Report every line in the records below that contains the word "column".
[start LISTED ENTRIES]
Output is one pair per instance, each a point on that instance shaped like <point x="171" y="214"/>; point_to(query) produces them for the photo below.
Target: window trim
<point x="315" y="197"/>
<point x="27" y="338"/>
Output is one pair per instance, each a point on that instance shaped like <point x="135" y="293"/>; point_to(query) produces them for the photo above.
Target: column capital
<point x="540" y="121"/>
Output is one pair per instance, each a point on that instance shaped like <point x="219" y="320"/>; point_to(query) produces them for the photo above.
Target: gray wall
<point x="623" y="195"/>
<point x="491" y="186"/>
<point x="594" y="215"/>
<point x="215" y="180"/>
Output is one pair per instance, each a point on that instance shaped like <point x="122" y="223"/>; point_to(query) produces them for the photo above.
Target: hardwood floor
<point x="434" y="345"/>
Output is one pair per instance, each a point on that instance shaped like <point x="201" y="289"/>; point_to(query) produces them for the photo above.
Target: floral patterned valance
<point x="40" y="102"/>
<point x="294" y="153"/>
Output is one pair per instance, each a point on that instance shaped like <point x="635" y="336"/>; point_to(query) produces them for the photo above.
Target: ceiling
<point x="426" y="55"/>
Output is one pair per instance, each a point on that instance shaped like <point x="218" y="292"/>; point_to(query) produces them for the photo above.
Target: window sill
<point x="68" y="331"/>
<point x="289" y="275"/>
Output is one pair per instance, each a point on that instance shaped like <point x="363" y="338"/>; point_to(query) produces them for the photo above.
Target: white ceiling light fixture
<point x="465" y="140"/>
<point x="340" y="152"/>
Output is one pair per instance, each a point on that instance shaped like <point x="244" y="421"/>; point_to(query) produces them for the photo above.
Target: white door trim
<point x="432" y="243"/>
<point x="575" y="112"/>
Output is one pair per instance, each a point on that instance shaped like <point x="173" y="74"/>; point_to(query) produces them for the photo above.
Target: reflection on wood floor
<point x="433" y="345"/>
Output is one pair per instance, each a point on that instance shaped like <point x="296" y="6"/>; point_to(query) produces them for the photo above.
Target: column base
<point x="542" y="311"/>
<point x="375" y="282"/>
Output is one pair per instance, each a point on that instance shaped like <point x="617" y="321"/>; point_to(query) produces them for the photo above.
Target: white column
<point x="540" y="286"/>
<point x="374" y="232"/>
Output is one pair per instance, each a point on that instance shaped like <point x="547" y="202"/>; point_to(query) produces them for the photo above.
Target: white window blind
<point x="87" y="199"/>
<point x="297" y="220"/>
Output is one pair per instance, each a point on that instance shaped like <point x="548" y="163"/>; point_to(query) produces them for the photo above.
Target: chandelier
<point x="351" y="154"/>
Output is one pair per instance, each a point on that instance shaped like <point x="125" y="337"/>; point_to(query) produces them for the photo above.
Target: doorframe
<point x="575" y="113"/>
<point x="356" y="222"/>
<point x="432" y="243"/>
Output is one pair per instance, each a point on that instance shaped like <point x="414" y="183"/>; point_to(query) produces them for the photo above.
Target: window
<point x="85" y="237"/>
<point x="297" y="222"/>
[end LISTED ENTRIES]
# TASK RESULT
Target: column capital
Target: column base
Target: white column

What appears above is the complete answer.